→ **Text zum Lesen**
__________________________________________________
Andreas Reimann (Radio Dreyeckland, Freiburg)
Einleitung

Das Landgericht Freiburg hat es von der Presse- und Meinungsfreiheit als gedeckt angesehen, dass das "Radio Dreyeckland" (RDL) den AfD-Funktionär und Rechtsanwalt Oliver Kloth als "rassistischen Anwaltsredner" bezeichnet. In einem anderen Punkt bekam Kloth Recht: RDL darf ihm keinen Bruch des Anwalt-Mandanten-Vertrauensverhältnisses vorwerfen. RDL wird daher in Berufung gehen.1

  • 1Siehe auch: Urteil vom 21. Juli 2016, Landgericht Freiburg, Aktenzeichen 2 O 167/16
Bild: Faksimile aus Badische Zeitung/Freiburger Zeitung

Der AfD-Funktionär und Rechtsanwalt Oliver Kloth im Interview mit der Lokalpresse.
__________________________________________________
→ **Datensätze aus einer Datenquelle**
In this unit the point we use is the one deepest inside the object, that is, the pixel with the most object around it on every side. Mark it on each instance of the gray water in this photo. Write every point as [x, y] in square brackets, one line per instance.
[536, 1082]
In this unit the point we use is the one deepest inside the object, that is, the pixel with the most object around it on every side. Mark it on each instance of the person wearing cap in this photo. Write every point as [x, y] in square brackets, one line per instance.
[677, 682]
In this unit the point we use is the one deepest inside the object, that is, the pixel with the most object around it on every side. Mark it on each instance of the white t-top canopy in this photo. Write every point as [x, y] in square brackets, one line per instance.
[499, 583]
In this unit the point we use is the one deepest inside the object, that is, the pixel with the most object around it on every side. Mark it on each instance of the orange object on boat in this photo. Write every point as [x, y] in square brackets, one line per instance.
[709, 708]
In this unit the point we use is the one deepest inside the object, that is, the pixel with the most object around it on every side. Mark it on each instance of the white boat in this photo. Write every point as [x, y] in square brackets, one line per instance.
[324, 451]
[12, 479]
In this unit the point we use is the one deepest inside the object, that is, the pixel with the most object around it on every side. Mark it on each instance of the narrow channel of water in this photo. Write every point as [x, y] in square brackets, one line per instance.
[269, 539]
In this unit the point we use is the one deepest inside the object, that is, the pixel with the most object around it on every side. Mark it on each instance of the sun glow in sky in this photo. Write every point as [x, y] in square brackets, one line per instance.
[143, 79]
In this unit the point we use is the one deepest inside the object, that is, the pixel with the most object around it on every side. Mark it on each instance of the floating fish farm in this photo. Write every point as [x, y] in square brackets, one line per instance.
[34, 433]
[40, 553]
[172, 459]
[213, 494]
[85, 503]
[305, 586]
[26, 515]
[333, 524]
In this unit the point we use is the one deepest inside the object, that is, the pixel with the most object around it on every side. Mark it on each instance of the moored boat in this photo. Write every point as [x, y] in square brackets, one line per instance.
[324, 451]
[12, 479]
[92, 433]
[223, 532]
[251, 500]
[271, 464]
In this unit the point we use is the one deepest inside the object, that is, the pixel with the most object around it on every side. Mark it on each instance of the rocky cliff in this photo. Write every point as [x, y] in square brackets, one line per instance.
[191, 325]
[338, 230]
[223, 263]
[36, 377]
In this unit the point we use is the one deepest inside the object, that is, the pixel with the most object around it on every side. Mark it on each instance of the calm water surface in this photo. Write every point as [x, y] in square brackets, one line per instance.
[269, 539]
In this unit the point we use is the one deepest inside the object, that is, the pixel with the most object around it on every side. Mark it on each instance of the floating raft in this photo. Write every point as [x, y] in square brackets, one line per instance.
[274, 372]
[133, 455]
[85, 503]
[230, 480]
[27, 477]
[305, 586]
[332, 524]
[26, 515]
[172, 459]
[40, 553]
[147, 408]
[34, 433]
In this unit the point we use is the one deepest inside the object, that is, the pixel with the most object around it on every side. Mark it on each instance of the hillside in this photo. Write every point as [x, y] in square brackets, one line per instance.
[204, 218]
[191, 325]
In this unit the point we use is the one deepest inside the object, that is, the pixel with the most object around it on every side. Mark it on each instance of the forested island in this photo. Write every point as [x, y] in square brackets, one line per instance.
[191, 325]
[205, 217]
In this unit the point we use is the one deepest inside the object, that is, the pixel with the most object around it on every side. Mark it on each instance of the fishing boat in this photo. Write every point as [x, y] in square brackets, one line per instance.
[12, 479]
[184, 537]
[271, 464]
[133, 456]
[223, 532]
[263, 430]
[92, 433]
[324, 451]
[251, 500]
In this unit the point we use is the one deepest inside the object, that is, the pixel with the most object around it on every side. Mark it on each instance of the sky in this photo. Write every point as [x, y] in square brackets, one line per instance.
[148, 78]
__________________________________________________
→ **Gelesenes anwenden**
A – Welchen Vorwurf darf Radio Dreyeckland Oliver Kloth laut dem Text über das Freiburger Urteil nicht machen?
B – Nennen Sie alle Organisationen, Gerichte und Medien, die im Text über das Freiburger Urteil mit Namen genannt werden.

→ **Antworten nach Aufgabe**
A – Einen Bruch des Anwalt-Mandanten-Vertrauensverhältnisses.

B – Radio Dreyeckland (RDL), Landgericht Freiburg, AfD, Badische Zeitung, Freiburger Zeitung